(SUAS TAREFAS):
A - Liste todas as pessoas mencionadas pelo nome na passagem selecionada.
B - Por favor, copie da passagem selecionada, sem nenhuma alteração, a parte que se abre com as palavras que contêm "Escrito em 1936-37, O" e se encerra com "delimita o autor.".

(PASSAGEM SELECIONADA):
++++++++++++++++++++
O romance histórico

Escrito em 1936-37, O romance histórico de György Lukács é considerado o trabalho mais significativo do filósofo nos anos de exílio na União Soviética. Publicado pela Boitempo Editorial, inédito em português, o livro traz textos preparatórios para uma “estética marxista”. Nele o filósofo húngaro amadurece os fundamentos da sua teoria dos gêneros literários com uma abordagem materialista da história da literatura moderna e investiga a natureza da interação entre o espírito histórico e a grande literatura: correntes, ramificações e pontos de confluência que, do ponto de vista da teoria, são característicos e imprescindíveis. “E isso apenas em relação à literatura burguesa; a mudança provocada pelo realismo socialista ultrapassa os limites de meu estudo”, delimita o autor.

O livro, que conta com apresentação de Arlenice Almeida da Silva e orelha de Carlos Eduardo Ornelas Berriel, mostra como a gênese e o desenvolvimento, a ascensão e o declínio do romance histórico são consequências necessárias das grandes convulsões sociais dos tempos modernos. “Estamos diante de um ensaio feito de deslocamentos e aproximações que entrelaçam literatura, experiência e figuração do tempo. Ele […], sobretudo, enuncia de lugar improvável uma crítica corajosa contra o pensamento socialista ortodoxo, dito vulgar”, afirma Arlenice.
++++++++++++++++++++
(DADOS ARMAZENADOS):
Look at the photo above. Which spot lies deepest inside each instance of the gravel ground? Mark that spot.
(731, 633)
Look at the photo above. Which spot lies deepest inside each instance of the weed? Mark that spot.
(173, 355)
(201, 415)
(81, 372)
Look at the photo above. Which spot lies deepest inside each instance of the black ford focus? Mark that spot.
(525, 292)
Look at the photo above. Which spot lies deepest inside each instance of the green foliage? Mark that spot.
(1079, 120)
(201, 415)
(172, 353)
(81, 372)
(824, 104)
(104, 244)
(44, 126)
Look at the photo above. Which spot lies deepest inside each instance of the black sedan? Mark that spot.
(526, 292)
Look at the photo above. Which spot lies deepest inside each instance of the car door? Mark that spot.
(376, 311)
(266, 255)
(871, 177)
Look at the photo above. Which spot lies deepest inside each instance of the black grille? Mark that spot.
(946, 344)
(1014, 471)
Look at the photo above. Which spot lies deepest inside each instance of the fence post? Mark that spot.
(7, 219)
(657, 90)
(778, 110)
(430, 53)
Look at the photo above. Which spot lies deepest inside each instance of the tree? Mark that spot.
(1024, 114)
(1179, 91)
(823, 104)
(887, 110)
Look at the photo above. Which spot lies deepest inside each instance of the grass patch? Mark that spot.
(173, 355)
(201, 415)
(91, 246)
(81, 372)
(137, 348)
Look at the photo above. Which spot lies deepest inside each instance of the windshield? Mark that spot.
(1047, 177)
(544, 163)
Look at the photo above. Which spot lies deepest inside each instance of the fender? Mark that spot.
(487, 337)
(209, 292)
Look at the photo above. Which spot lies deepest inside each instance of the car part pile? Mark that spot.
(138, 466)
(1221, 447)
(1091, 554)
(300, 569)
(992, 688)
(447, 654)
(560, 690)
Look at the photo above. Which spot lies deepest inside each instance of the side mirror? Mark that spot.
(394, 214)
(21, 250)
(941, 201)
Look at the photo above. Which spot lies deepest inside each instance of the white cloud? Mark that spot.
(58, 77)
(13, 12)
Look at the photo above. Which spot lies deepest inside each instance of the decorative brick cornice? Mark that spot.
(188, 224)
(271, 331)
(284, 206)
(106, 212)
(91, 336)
++++++++++++++++++++
(RESPOSTAS COMPLETAS):
A -
- György Lukács
- Arlenice Almeida da Silva
- Carlos Eduardo Ornelas Berriel

B -
Escrito em 1936-37, O romance histórico de György Lukács é considerado o trabalho mais significativo do filósofo nos anos de exílio na União Soviética. Publicado pela Boitempo Editorial, inédito em português, o livro traz textos preparatórios para uma “estética marxista”. Nele o filósofo húngaro amadurece os fundamentos da sua teoria dos gêneros literários com uma abordagem materialista da história da literatura moderna e investiga a natureza da interação entre o espírito histórico e a grande literatura: correntes, ramificações e pontos de confluência que, do ponto de vista da teoria, são característicos e imprescindíveis. “E isso apenas em relação à literatura burguesa; a mudança provocada pelo realismo socialista ultrapassa os limites de meu estudo”, delimita o autor.